## Given data:
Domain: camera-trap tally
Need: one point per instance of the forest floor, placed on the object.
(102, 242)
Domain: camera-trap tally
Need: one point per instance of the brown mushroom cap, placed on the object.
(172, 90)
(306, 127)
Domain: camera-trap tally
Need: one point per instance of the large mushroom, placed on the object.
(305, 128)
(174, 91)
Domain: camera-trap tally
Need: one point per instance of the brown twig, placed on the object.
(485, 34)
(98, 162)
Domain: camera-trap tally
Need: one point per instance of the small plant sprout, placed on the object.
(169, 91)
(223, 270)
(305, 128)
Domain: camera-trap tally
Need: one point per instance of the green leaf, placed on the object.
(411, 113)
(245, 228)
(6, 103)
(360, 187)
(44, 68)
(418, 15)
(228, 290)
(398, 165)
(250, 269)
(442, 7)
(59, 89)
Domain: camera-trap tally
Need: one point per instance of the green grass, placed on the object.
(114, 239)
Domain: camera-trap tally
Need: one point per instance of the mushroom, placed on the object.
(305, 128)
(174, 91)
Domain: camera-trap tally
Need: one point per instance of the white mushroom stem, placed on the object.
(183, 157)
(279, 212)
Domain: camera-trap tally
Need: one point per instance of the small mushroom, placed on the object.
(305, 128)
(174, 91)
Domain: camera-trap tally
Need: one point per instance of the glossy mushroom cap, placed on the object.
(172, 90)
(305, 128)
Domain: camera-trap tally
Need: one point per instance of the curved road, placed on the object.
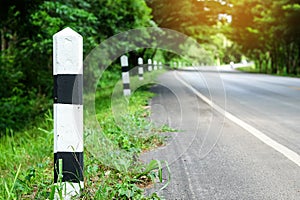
(210, 156)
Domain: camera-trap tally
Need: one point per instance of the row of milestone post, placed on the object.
(125, 71)
(68, 109)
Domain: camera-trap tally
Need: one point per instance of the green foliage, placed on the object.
(268, 33)
(27, 167)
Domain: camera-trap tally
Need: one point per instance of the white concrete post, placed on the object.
(125, 75)
(160, 65)
(149, 65)
(68, 112)
(140, 69)
(175, 64)
(155, 65)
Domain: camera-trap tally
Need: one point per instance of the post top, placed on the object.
(140, 61)
(67, 32)
(67, 52)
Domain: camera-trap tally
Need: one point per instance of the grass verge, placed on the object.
(27, 157)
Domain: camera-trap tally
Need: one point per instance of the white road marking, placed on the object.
(291, 155)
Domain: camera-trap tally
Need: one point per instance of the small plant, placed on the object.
(10, 191)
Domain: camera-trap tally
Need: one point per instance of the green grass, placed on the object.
(27, 157)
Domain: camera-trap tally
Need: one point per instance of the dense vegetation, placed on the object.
(265, 31)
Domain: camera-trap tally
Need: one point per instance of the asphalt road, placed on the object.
(214, 157)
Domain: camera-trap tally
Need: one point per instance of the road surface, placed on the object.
(244, 145)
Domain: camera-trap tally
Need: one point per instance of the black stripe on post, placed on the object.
(72, 166)
(68, 88)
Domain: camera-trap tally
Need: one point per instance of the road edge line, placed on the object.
(291, 155)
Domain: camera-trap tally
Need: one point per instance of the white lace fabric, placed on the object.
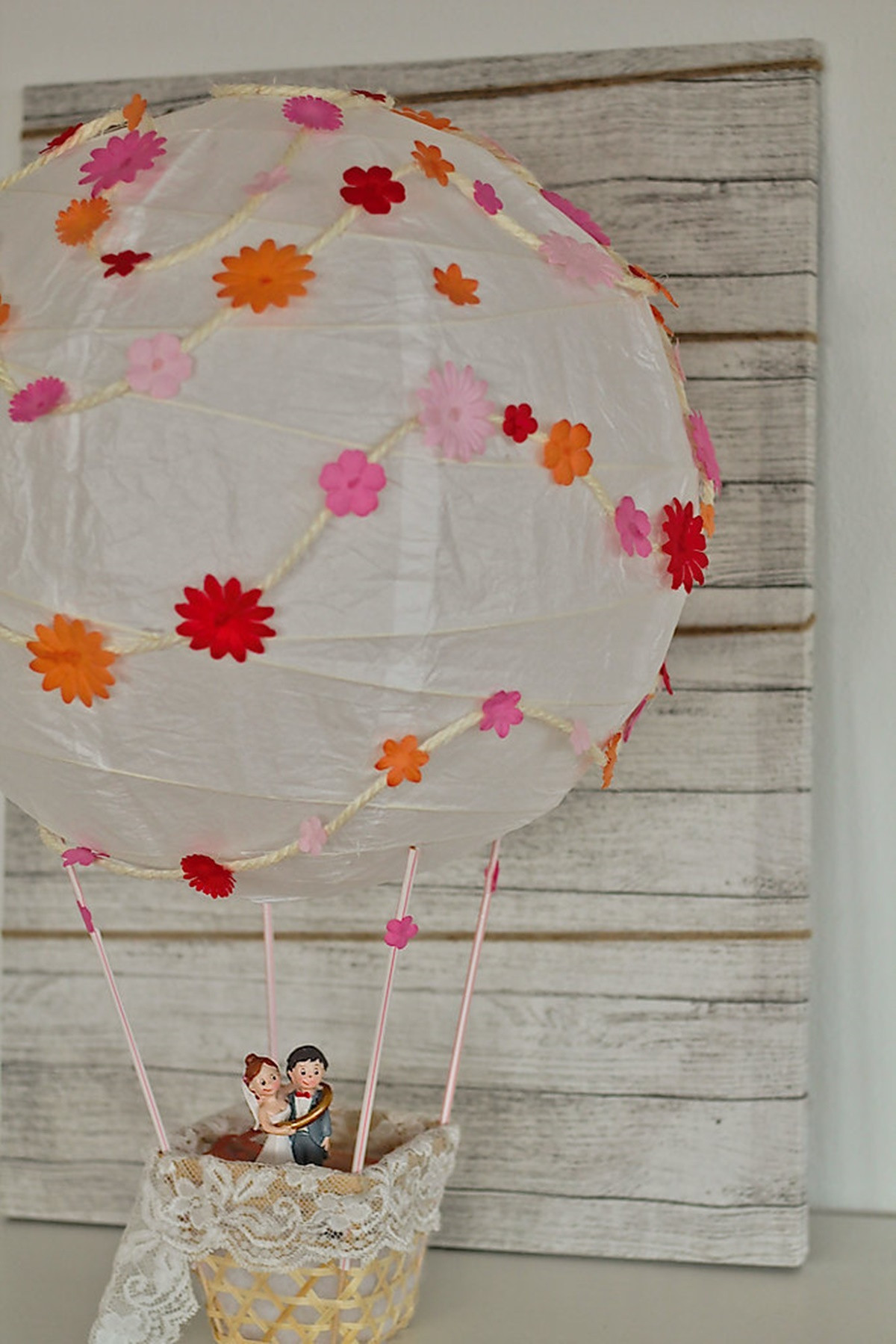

## Problem statement:
Repeat the listing above exactly, with no pictures.

## The response:
Domain: camera-trap tally
Need: one point per instance of the forest floor, placed on the object.
(102, 242)
Domain: camera-trap tally
Need: one point per instance of the brown mushroom cap, placed on the object.
(172, 90)
(306, 127)
Domain: camera-trap tally
Need: one point per instance of the large mushroom, placed on the object.
(305, 128)
(174, 91)
Domain: camera-trap tally
Need: one point per instance of the brown twig, placed on the object.
(485, 34)
(98, 162)
Domain: camera-trap tally
Need: one point per instance of the small plant sprout, placed on the object.
(169, 91)
(223, 270)
(305, 128)
Domain: camera-trap tally
Need: one point per instance of the green leaf, placed on the object.
(411, 113)
(245, 228)
(6, 103)
(360, 187)
(44, 68)
(418, 15)
(228, 290)
(398, 165)
(250, 269)
(442, 7)
(59, 89)
Domain: camera-trap tally
Need: one point per instance of the green grass, placed on the object.
(114, 239)
Domain: camera-trap tally
Need: one point per instance of the mushroom, placed on the object.
(305, 128)
(174, 91)
Domain: camera-trap tally
Need: one point per instance of the white mushroom stem, placed on the object.
(183, 157)
(279, 212)
Domain: camera-trap tally
Need: one point per instance of the small mushroom, placed on the object.
(305, 128)
(174, 91)
Domain: camera-trap tally
Need: one point per instance of the glossy mushroom cap, placed on the object.
(172, 90)
(305, 128)
Domain: camera-trap tally
Need: one point per instance of the curved road, placed on the object.
(210, 156)
Domain: camera-trap tally
Need: one point per instance of the row of milestone post, placed on the object.
(125, 71)
(68, 109)
Domain: camera-trap tally
Need: one point per instance of the green foliage, placed on the object.
(268, 33)
(27, 167)
Domain: camera-trap tally
Need: one point per instance of the white concrete post, placed on the object.
(125, 75)
(160, 65)
(149, 65)
(68, 112)
(140, 69)
(175, 64)
(155, 65)
Domain: camera-trap tally
Need: one point per instance of the post top, placed on the object.
(140, 61)
(67, 32)
(67, 52)
Domain: camera-trap tally
Need: one point per instance of the grass verge, placed on the object.
(27, 157)
Domain: camera-trap tally
Need: one point per instance of the white road marking, placed on the object.
(291, 155)
Domain: camera-trap tally
Need: one point per instance of the small plant, placed on the object.
(10, 191)
Domain: camera-trap tally
Need: one point per instance of the green grass, placed on the object.
(27, 157)
Domain: camera-trap tally
Need: one point per instance of the dense vegetation, placed on the object.
(265, 31)
Domain: camera-trap tally
Need: one point per instance of the asphalt road, placed on the object.
(214, 157)
Domain: camera-trap tally
Need: one point per instance of the road surface, placed on the object.
(244, 145)
Domain: camera-trap tally
Need: one point per instance of the black stripe on post, placed on the object.
(72, 166)
(68, 88)
Domain: camera-trap tally
Need: one point per instance of the road edge line, placed on the object.
(291, 155)
Domain: camera-trap tally
Need: one point per instance of the white lace fabric, placed on the object.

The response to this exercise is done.